▶ **The request**
Pull out every line below that contains the string "sculpture", copying each one in full. Treat uppercase and lowercase as different.

▶ **Recorded information**
* * *

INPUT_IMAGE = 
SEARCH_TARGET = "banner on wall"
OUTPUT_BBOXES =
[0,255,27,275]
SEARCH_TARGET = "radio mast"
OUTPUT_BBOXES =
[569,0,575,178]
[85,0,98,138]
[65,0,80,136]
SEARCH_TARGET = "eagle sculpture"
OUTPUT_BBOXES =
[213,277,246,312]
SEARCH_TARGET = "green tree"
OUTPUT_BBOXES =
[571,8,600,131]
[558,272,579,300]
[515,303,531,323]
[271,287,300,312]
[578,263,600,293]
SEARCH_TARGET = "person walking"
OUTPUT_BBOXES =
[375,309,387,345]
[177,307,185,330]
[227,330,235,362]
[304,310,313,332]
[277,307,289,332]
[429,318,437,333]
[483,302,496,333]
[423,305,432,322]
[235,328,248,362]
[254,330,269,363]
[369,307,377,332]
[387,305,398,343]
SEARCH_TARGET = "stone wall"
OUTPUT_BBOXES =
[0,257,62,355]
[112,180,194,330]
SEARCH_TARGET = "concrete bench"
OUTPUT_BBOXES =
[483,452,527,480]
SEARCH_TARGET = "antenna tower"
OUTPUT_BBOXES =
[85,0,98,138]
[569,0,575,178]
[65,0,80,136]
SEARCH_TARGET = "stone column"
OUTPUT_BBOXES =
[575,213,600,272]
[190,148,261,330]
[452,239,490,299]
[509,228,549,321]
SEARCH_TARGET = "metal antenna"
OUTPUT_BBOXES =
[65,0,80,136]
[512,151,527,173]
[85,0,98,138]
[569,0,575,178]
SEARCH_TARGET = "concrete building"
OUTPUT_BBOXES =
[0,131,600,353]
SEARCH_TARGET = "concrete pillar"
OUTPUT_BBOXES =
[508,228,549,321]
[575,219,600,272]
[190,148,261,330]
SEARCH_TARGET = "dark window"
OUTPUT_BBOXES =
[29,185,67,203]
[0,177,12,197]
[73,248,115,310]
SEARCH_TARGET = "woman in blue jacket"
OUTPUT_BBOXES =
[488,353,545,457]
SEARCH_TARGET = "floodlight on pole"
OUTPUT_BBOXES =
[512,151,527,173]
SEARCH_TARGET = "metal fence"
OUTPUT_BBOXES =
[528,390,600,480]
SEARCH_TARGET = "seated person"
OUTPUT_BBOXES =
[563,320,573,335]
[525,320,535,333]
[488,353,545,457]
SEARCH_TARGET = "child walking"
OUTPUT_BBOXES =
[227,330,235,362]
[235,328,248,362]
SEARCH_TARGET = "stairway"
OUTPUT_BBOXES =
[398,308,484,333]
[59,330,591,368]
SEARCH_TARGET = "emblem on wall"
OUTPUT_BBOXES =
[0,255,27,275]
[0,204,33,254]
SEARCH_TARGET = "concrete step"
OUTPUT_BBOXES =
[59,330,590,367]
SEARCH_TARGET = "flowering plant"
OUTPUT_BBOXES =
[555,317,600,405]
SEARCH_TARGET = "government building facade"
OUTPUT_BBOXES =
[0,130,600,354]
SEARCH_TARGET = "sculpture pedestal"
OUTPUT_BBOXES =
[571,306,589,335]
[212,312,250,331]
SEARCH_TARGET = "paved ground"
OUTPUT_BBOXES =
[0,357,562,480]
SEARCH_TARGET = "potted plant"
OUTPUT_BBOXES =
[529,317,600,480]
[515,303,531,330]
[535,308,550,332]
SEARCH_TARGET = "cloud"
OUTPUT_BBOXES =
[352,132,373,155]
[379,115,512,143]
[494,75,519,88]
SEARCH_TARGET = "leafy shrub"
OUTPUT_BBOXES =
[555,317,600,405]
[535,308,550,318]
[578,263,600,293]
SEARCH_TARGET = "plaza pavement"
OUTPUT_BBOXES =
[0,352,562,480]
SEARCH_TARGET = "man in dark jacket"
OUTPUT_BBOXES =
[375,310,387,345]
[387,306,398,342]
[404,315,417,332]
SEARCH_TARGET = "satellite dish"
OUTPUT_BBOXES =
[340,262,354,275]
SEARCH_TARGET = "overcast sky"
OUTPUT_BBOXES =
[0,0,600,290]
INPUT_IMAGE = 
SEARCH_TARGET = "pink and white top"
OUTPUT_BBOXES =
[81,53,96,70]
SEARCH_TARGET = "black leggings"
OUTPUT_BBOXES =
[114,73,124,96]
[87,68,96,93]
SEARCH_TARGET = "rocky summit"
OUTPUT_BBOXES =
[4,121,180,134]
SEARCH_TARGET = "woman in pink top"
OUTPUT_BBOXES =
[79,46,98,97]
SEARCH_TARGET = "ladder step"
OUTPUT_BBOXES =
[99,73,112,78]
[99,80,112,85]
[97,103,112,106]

* * *

▶ **Answer below**
SEARCH_TARGET = "eagle sculpture"
SEARCH_TARGET = "sculpture pedestal"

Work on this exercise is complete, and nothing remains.